### Required action
Reproduce the lines below exactly, from the first one up to and including the line with "8L617 46L843 320V155L804". Leave the pictures out of your answer.
##### Dataset extract
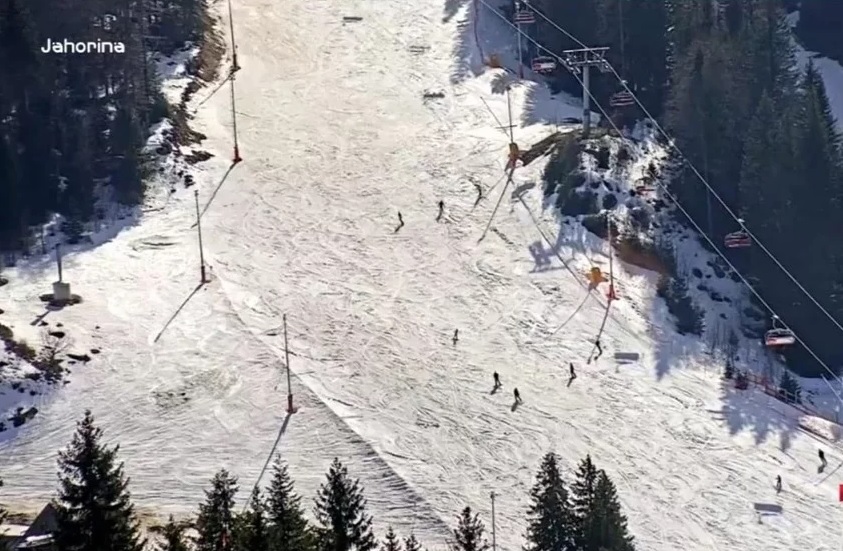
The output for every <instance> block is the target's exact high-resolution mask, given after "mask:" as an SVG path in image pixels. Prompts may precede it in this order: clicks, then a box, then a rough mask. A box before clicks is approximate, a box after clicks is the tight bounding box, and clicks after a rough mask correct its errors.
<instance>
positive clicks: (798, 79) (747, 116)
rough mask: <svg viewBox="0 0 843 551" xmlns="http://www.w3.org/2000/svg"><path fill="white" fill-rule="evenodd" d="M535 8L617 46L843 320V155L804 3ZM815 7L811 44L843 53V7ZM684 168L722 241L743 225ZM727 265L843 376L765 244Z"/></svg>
mask: <svg viewBox="0 0 843 551" xmlns="http://www.w3.org/2000/svg"><path fill="white" fill-rule="evenodd" d="M529 3H530V4H531V5H532V6H534V7H535V8H537V9H538V10H540V11H541V12H543V13H544V14H545V15H547V16H548V17H549V18H550V19H551V20H553V21H554V22H555V23H557V24H558V25H560V26H561V27H563V28H565V29H566V30H567V31H569V32H570V33H571V34H573V35H574V36H576V37H577V38H578V39H580V40H581V41H582V42H584V43H585V44H588V45H590V46H609V47H610V50H609V52H608V54H607V59H608V60H609V61H610V63H611V64H612V66H613V67H614V68H615V69H616V70H617V71H618V72H619V73H620V74H621V76H622V77H623V78H624V79H626V81H627V83H628V85H629V86H630V88H631V89H632V90H633V91H634V92H635V93H636V95H637V96H638V97H639V99H640V100H641V101H642V102H643V103H644V105H645V106H646V108H647V110H648V111H649V112H650V113H651V114H652V115H653V116H655V117H657V118H658V119H659V121H660V123H661V124H662V126H663V127H664V128H665V129H666V130H667V132H668V133H669V134H670V135H671V136H672V137H673V138H674V139H675V143H676V145H677V146H678V147H679V148H680V149H681V151H682V152H683V153H684V155H685V156H686V157H687V160H688V161H690V164H691V165H693V167H695V168H696V169H697V170H698V171H699V172H700V174H701V175H702V176H703V178H705V180H706V181H707V182H708V184H709V185H710V186H711V188H712V189H713V190H714V192H716V194H717V195H719V196H720V197H721V198H722V199H723V201H724V202H725V203H726V204H727V205H728V207H729V208H730V209H731V210H732V211H733V212H735V213H737V214H738V215H739V216H740V217H741V218H742V219H743V220H744V221H745V224H746V227H747V228H748V229H749V230H750V231H751V232H752V233H753V234H754V235H755V236H756V237H757V238H758V240H759V241H760V243H761V244H763V246H764V247H766V248H767V249H768V250H769V251H770V253H772V255H773V256H775V258H776V259H777V260H778V261H779V262H780V263H781V265H782V266H784V267H785V268H786V269H787V270H788V271H789V272H790V273H791V274H792V275H793V276H794V278H795V279H796V280H798V282H799V283H800V284H801V285H802V286H804V288H805V289H806V290H807V291H809V292H810V294H811V295H812V296H813V297H815V298H816V300H817V301H818V302H819V303H820V304H821V305H822V306H823V307H824V308H825V309H827V310H828V311H829V312H830V313H831V315H832V316H834V317H835V318H836V319H838V320H843V294H841V290H843V239H840V235H841V233H843V148H841V135H840V132H839V130H837V128H839V127H837V126H836V125H835V121H834V119H833V116H832V113H831V108H830V106H829V101H828V97H827V95H826V91H825V88H824V84H823V80H822V78H821V75H819V74H818V72H817V70H816V69H815V67H814V66H813V65H812V64H808V66H807V68H806V69H805V70H802V69H800V68H799V66H798V63H797V59H796V49H795V48H796V43H795V42H794V33H793V30H792V29H791V28H790V25H789V22H788V20H787V17H786V16H787V13H786V9H787V8H793V7H795V6H793V5H791V6H788V5H785V4H786V3H785V2H783V1H782V0H722V1H719V2H715V1H712V0H570V1H566V2H554V1H552V0H531V1H530V2H529ZM789 3H790V4H794V3H793V2H789ZM801 9H802V12H801V14H800V15H801V18H800V20H799V24H798V29H797V33H798V34H797V37H798V40H800V41H801V42H802V43H803V44H805V45H806V47H808V48H814V49H816V50H819V51H820V52H822V53H827V54H828V55H830V56H831V55H837V54H839V52H840V51H841V49H843V25H841V24H840V21H841V19H840V17H841V13H843V2H839V1H836V0H805V1H803V2H801ZM536 35H537V37H538V40H539V42H540V43H541V44H542V45H544V46H546V47H548V49H550V50H552V51H554V52H561V51H562V50H564V49H575V48H581V47H582V46H581V45H580V44H578V43H576V42H575V41H573V40H571V39H570V38H568V37H566V36H565V35H564V34H563V33H561V32H560V31H559V30H558V29H555V28H554V27H553V26H552V25H551V24H549V23H547V22H545V21H543V20H541V19H539V21H538V25H537V29H536ZM555 78H556V82H555V85H556V86H558V87H560V88H562V89H565V90H567V91H569V92H570V93H572V94H574V95H579V94H580V86H579V83H578V82H577V80H576V79H574V78H572V77H571V76H570V75H567V74H566V73H565V72H564V70H560V71H559V72H558V74H557V75H556V77H555ZM592 82H593V88H594V91H595V95H596V97H597V98H598V100H599V101H600V103H601V104H604V105H608V103H609V101H608V100H609V97H610V96H611V94H613V93H614V92H617V91H619V90H620V89H621V88H620V84H619V83H618V81H617V79H616V78H615V77H614V76H613V75H611V74H608V75H600V74H597V75H595V76H594V77H593V78H592ZM637 115H638V116H639V117H640V116H643V113H637ZM674 161H675V164H676V166H677V172H678V173H679V174H678V176H676V177H674V178H673V179H672V180H671V181H670V183H669V185H670V188H671V191H672V192H673V193H674V194H675V195H676V197H677V198H678V200H679V201H680V203H681V204H682V206H683V207H684V209H685V210H687V211H688V213H689V214H690V216H691V217H692V218H693V220H694V221H695V222H696V223H697V224H698V225H699V226H700V227H701V228H702V229H703V230H704V231H705V232H706V233H707V235H708V236H709V237H711V238H712V240H713V241H714V242H715V243H720V244H722V243H723V242H724V237H725V236H726V234H728V233H731V232H735V231H737V230H740V229H741V228H740V225H739V224H738V222H736V221H735V219H734V218H733V217H732V216H731V215H730V214H729V213H728V211H727V210H726V209H725V208H724V207H723V206H722V205H721V204H720V203H719V202H718V201H717V199H716V198H715V197H714V196H713V194H711V193H710V192H709V191H708V189H707V188H706V187H705V186H704V185H703V183H702V182H701V181H700V179H699V178H698V177H697V176H696V175H695V174H694V172H693V170H692V168H691V167H690V165H688V164H687V163H683V162H682V161H681V159H679V158H675V159H674ZM686 222H687V220H686ZM721 248H722V245H721ZM726 254H727V255H728V256H729V259H730V261H732V262H733V263H734V264H735V266H736V267H737V268H738V269H739V270H740V271H741V273H742V274H744V275H745V276H747V277H748V278H749V279H750V281H751V282H753V284H754V286H755V288H756V289H757V290H758V291H759V292H760V294H761V295H762V296H763V297H764V300H765V301H767V302H768V303H769V304H770V305H771V307H772V308H773V310H775V312H776V313H778V314H779V315H780V316H781V317H782V319H784V320H786V322H787V324H788V325H789V326H790V327H791V328H793V329H794V331H795V332H796V333H797V334H798V335H799V337H800V338H801V339H803V340H804V341H805V342H806V343H807V345H808V346H810V347H811V348H812V349H813V350H814V351H815V352H817V353H818V354H819V355H820V356H821V357H822V359H823V360H824V361H825V362H826V363H827V364H828V365H830V366H834V368H835V369H836V368H838V367H839V366H840V364H841V362H843V356H842V355H841V349H840V347H839V345H838V344H837V343H838V342H839V339H840V334H839V331H840V329H839V328H838V327H836V326H835V325H834V324H833V323H832V322H831V321H830V320H829V319H828V318H827V317H826V316H825V315H824V314H823V313H822V311H821V310H820V309H819V308H818V307H817V306H816V305H815V304H813V302H812V301H811V300H810V299H809V298H808V297H807V296H806V295H805V294H804V293H803V292H802V291H801V290H800V289H799V287H798V286H797V285H796V284H794V283H793V281H792V280H791V279H790V278H788V276H787V275H786V274H785V272H784V271H783V270H782V269H781V268H780V267H779V266H778V265H776V263H775V262H774V261H773V260H771V259H770V257H769V256H768V255H766V254H765V253H764V252H763V250H762V249H761V247H760V245H758V244H755V245H754V246H752V247H750V248H748V249H732V250H729V251H728V252H727V253H726ZM740 314H741V315H749V314H748V311H747V312H741V313H740ZM756 317H757V316H756ZM786 357H787V359H788V362H789V364H790V365H791V367H793V368H794V369H795V370H797V371H798V372H799V373H802V374H806V375H819V374H821V373H824V369H823V368H822V367H821V366H820V365H819V364H818V363H817V362H816V361H815V360H814V359H813V358H812V357H810V355H809V354H808V352H807V351H806V350H805V349H804V348H802V347H793V348H792V349H790V350H788V351H787V352H786Z"/></svg>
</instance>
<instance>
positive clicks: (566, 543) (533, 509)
mask: <svg viewBox="0 0 843 551" xmlns="http://www.w3.org/2000/svg"><path fill="white" fill-rule="evenodd" d="M530 497H531V499H532V503H531V504H530V507H529V509H528V512H527V516H528V521H527V523H528V524H527V546H526V550H527V551H576V548H575V546H574V518H573V515H572V512H571V506H570V503H569V496H568V490H567V489H566V488H565V483H564V481H563V480H562V475H561V473H560V472H559V464H558V461H557V458H556V455H555V454H553V453H548V454H547V455H545V456H544V459H542V463H541V466H540V467H539V472H538V475H537V477H536V483H535V485H534V486H533V489H532V490H531V491H530Z"/></svg>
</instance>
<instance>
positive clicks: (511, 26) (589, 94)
mask: <svg viewBox="0 0 843 551" xmlns="http://www.w3.org/2000/svg"><path fill="white" fill-rule="evenodd" d="M477 1H478V2H480V3H481V4H483V5H484V6H485V7H486V8H487V9H488V10H489V11H490V12H492V13H494V14H495V15H496V16H497V17H499V18H500V19H502V20H503V21H504V22H505V23H506V24H507V25H509V26H510V27H512V28H513V29H515V31H516V32H517V33H518V34H520V35H522V36H524V37H525V38H526V39H527V40H528V41H529V42H532V43H533V44H534V45H536V46H537V47H538V48H541V49H542V50H544V51H546V52H547V53H548V54H550V56H551V57H554V58H556V59H557V60H558V61H559V62H560V63H561V64H562V65H563V66H566V67H567V65H566V63H565V60H564V59H562V58H561V57H560V56H558V55H557V54H555V53H554V52H553V51H552V50H549V49H548V48H545V47H544V46H542V45H541V44H540V43H539V42H537V41H536V40H535V39H533V37H531V36H530V35H528V34H526V33H525V32H524V31H522V30H521V29H519V28H518V27H517V26H516V25H513V24H512V23H511V22H510V21H509V20H508V19H507V18H506V17H505V16H504V15H503V14H501V13H499V12H498V11H497V10H496V9H495V8H494V7H492V6H490V5H489V4H488V3H487V2H486V0H477ZM537 13H538V12H537ZM540 15H542V14H540ZM542 16H543V15H542ZM543 17H544V16H543ZM545 19H547V18H546V17H545ZM563 32H565V33H566V34H568V33H567V31H563ZM569 36H570V35H569ZM574 40H576V39H574ZM576 42H578V43H579V44H581V45H583V47H585V48H588V46H586V45H585V44H583V42H581V41H579V40H576ZM571 74H572V75H573V76H574V78H576V79H577V81H578V82H579V83H580V85H582V86H583V90H585V92H586V93H587V94H588V96H589V98H591V101H592V102H593V103H594V105H596V106H597V108H598V109H599V110H600V113H601V114H602V115H603V117H604V119H605V120H607V121H608V122H609V124H610V125H611V126H612V128H613V129H614V130H615V131H616V132H617V133H618V135H619V136H620V138H621V140H623V141H624V142H627V143H631V140H630V139H629V138H627V137H626V136H624V134H623V132H621V130H620V129H619V128H618V126H617V124H615V122H614V121H613V120H612V118H611V117H610V116H609V114H608V113H607V112H606V110H605V109H604V108H603V106H602V105H601V104H600V102H599V101H597V98H595V97H594V94H592V92H591V90H589V89H587V88H586V87H585V83H584V82H583V81H582V79H581V78H580V76H579V75H578V74H576V72H575V71H571ZM615 74H616V75H617V73H615ZM627 91H629V92H630V93H632V92H631V91H630V90H629V88H627ZM633 97H634V94H633ZM637 101H638V99H637V98H636V102H637ZM639 105H640V102H639ZM645 113H646V111H645ZM648 116H649V115H648ZM650 118H651V119H652V117H650ZM662 132H663V133H664V130H662ZM665 136H666V137H667V138H668V139H669V138H670V136H668V135H667V134H665ZM631 145H633V146H634V145H635V144H634V143H631ZM674 147H675V146H674ZM680 154H681V152H680ZM683 159H686V158H685V157H684V156H683ZM686 162H687V159H686ZM689 164H690V163H689ZM695 173H696V174H697V175H698V176H699V173H698V172H696V170H695ZM699 177H700V179H701V180H702V181H703V183H705V184H706V186H708V183H707V182H706V181H705V180H704V179H703V178H702V176H699ZM655 183H656V185H657V186H659V188H660V189H661V190H662V192H663V193H664V194H665V195H666V196H667V197H669V198H670V200H671V201H673V203H674V204H675V205H676V207H677V208H678V209H679V210H680V211H681V212H682V214H684V215H685V216H686V217H687V218H688V220H689V221H690V222H691V224H692V225H693V226H694V229H696V230H697V232H698V233H699V234H700V235H702V236H703V238H704V239H705V240H706V241H707V242H708V244H709V245H711V247H712V248H713V249H714V250H715V251H716V252H717V254H718V255H719V256H720V258H722V259H723V261H724V262H725V263H726V264H727V265H728V266H729V268H730V269H731V270H732V271H734V272H735V273H736V274H737V275H738V277H739V278H740V279H741V281H742V282H743V284H744V285H746V287H747V288H748V289H749V290H750V292H752V294H753V295H754V296H755V297H756V298H757V299H758V300H759V302H761V304H762V305H763V306H764V307H765V308H767V310H768V311H770V312H771V313H772V314H773V315H774V316H776V317H777V318H778V319H779V321H781V323H782V325H783V326H784V328H785V329H787V330H788V331H790V333H791V334H792V335H793V336H794V338H795V339H796V341H797V342H798V343H799V344H801V345H802V346H803V347H804V348H805V350H807V351H808V353H809V354H810V355H811V356H812V357H813V358H814V359H815V360H816V361H817V362H818V363H819V364H820V365H821V366H822V367H823V368H824V369H825V370H826V371H827V372H828V373H829V374H830V375H831V376H832V377H833V378H834V379H835V380H837V381H838V382H840V378H839V377H838V376H837V375H836V374H835V373H834V371H832V369H831V368H830V367H828V365H827V364H826V363H825V362H824V361H823V360H822V359H821V358H820V357H819V356H818V355H817V354H816V353H815V352H814V350H813V349H812V348H810V347H809V346H808V345H807V344H806V343H805V341H803V340H802V339H801V338H800V337H799V335H797V334H796V332H795V331H793V330H792V329H791V328H790V327H789V326H788V325H787V324H786V323H785V322H784V321H783V320H782V318H781V317H780V316H778V315H777V314H776V311H775V310H774V309H773V308H772V306H770V305H769V304H768V303H767V301H766V300H764V298H763V297H762V296H761V294H760V293H758V291H756V290H755V287H753V286H752V284H751V283H750V282H749V281H748V280H747V279H746V277H744V275H743V274H742V273H740V271H738V269H737V268H736V267H735V266H734V264H732V262H731V261H730V260H729V259H728V258H727V257H726V255H725V254H723V252H722V251H721V250H720V248H719V247H718V246H717V244H715V243H714V241H713V240H712V239H711V238H710V237H709V236H708V235H707V234H706V233H705V232H704V231H703V230H702V228H701V227H700V226H699V224H697V222H696V221H695V220H694V219H693V218H691V215H690V214H689V213H688V211H686V210H685V208H684V207H683V206H682V205H681V204H680V203H679V201H678V200H677V199H676V197H675V196H674V195H673V194H672V193H671V192H670V190H669V189H668V188H667V187H666V186H665V185H664V184H662V183H661V182H660V181H658V180H656V182H655ZM800 287H801V286H800ZM806 293H807V291H806ZM809 296H810V295H809ZM820 308H822V307H820ZM830 319H832V321H834V318H830ZM835 323H836V322H835ZM841 330H843V327H841ZM823 380H824V381H825V382H826V384H827V385H828V387H829V388H830V389H831V391H832V392H833V393H834V395H835V396H836V397H837V399H838V400H839V401H840V402H841V403H843V398H841V396H840V394H838V393H837V391H835V390H834V388H833V387H832V386H831V384H830V383H829V382H828V381H827V380H826V379H825V378H823Z"/></svg>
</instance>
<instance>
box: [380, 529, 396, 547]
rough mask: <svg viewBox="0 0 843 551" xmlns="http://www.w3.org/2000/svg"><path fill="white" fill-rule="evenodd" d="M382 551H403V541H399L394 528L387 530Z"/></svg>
mask: <svg viewBox="0 0 843 551" xmlns="http://www.w3.org/2000/svg"><path fill="white" fill-rule="evenodd" d="M381 551H401V540H399V539H398V536H397V535H396V534H395V531H394V530H393V529H392V526H390V527H389V528H387V530H386V535H385V536H384V538H383V543H382V544H381Z"/></svg>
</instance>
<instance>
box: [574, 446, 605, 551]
mask: <svg viewBox="0 0 843 551" xmlns="http://www.w3.org/2000/svg"><path fill="white" fill-rule="evenodd" d="M598 474H599V473H598V471H597V468H596V467H595V466H594V463H592V462H591V456H590V455H586V456H585V459H583V460H582V461H581V462H580V466H579V468H578V470H577V473H576V476H575V479H574V483H573V484H572V485H571V505H572V513H573V516H574V542H575V544H576V549H577V550H578V551H591V547H589V542H591V541H594V540H595V539H596V532H597V531H598V527H596V526H594V524H593V522H592V520H593V514H594V511H595V510H596V509H597V478H598Z"/></svg>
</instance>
##########
### Answer
The output for every <instance> block is the target's exact high-resolution mask, given after "mask:" as an SVG path in image pixels. Prompts may precede it in this order: clicks, then a box, then a rough mask. A box before clicks is approximate, a box after clicks is the tight bounding box, and clicks after a rough mask correct its errors.
<instance>
positive clicks: (798, 79) (747, 116)
rough mask: <svg viewBox="0 0 843 551" xmlns="http://www.w3.org/2000/svg"><path fill="white" fill-rule="evenodd" d="M535 8L617 46L843 320V155L804 3ZM815 7L811 44L843 53V7ZM684 168L722 241L743 225ZM727 265L843 376L765 244Z"/></svg>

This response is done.